Gib den Text über die Wildkatzen im Jura vollständig und wortgetreu wieder.

● AUSGEWÄHLTE TEXTSTELLE
▬▬▬▬▬▬

Ein Leben in aller Stille

Ganz heimlich schleichen sie durch die Wälder des Juras, und kaum jemand bekommt sie je zu Gesicht: Wildkatzen. Die Tiere profitieren von den milden Wintern und ver­mehren sich sogar. Leider sind dabei oft auch Hauskatzen beteiligt, was ungünstig ist.

Katzen sind für uns Haustiere. Dabei wird oft nicht wahrgenommen, dass es sie hierzulande auch freilebend gibt. Nicht etwa streunende Stubentiger, sondern waschechte Wildkatzen. Die Tiere leben zurückgezogen im Wald, sind meist abends oder nachts aktiv, sodass kaum jemand Notiz von ihnen nimmt. «Bei uns kommt die Europäische Wildkatze im Jura und dessen Ausläufern vor», erzählt Zoologin Marianne Hartmann, die deren Verhalten seit über 20 Jahren erforscht. «In den letzten zehn Jahren hat ihr Bestand zugenommen. Eine genaue Zahl gibt es nicht, da sie so heimlich leben. Sie tauchen aber an Orten auf, wo es sie bisher nicht gab.» Mit ein Grund, dass es ihnen zurzeit so gut geht, seien wohl die milden Winter der letzten Jahre. Bei zu viel Schnee finden die sonst ausgezeichneten Jäger keine Nahrung mehr, die zu über 90 % aus Mäusen besteht.

Die grösste Bedrohung der hiesigen Wildkatzen ist die Fortpflanzung mit Hauskatzen, wodurch die Gene verloren gehen. «Gerade bei uns gibt es viele Mischlinge – vermutlich, weil wir am Rande einer grossen Population sind, die es in Frankreich und Deutschland gibt», sagt Hartmann. «Die Jungtiere wandern weiter und finden dann keine Artgenossen mehr, um sich fortzupflanzen, nehmen also, was da ist: Hauskatzen.»

▬▬▬▬▬▬

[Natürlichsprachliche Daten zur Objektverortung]
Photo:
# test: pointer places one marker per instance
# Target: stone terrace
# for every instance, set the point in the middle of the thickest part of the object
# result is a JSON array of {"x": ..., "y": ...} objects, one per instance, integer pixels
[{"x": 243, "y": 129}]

▬▬▬▬▬▬

● ERGEBNIS
Ein Leben in aller Stille

Ganz heimlich schleichen sie durch die Wälder des Juras, und kaum jemand bekommt sie je zu Gesicht: Wildkatzen. Die Tiere profitieren von den milden Wintern und ver­mehren sich sogar. Leider sind dabei oft auch Hauskatzen beteiligt, was ungünstig ist.

Katzen sind für uns Haustiere. Dabei wird oft nicht wahrgenommen, dass es sie hierzulande auch freilebend gibt. Nicht etwa streunende Stubentiger, sondern waschechte Wildkatzen. Die Tiere leben zurückgezogen im Wald, sind meist abends oder nachts aktiv, sodass kaum jemand Notiz von ihnen nimmt. «Bei uns kommt die Europäische Wildkatze im Jura und dessen Ausläufern vor», erzählt Zoologin Marianne Hartmann, die deren Verhalten seit über 20 Jahren erforscht. «In den letzten zehn Jahren hat ihr Bestand zugenommen. Eine genaue Zahl gibt es nicht, da sie so heimlich leben. Sie tauchen aber an Orten auf, wo es sie bisher nicht gab.» Mit ein Grund, dass es ihnen zurzeit so gut geht, seien wohl die milden Winter der letzten Jahre. Bei zu viel Schnee finden die sonst ausgezeichneten Jäger keine Nahrung mehr, die zu über 90 % aus Mäusen besteht.

Die grösste Bedrohung der hiesigen Wildkatzen ist die Fortpflanzung mit Hauskatzen, wodurch die Gene verloren gehen. «Gerade bei uns gibt es viele Mischlinge – vermutlich, weil wir am Rande einer grossen Population sind, die es in Frankreich und Deutschland gibt», sagt Hartmann. «Die Jungtiere wandern weiter und finden dann keine Artgenossen mehr, um sich fortzupflanzen, nehmen also, was da ist: Hauskatzen.»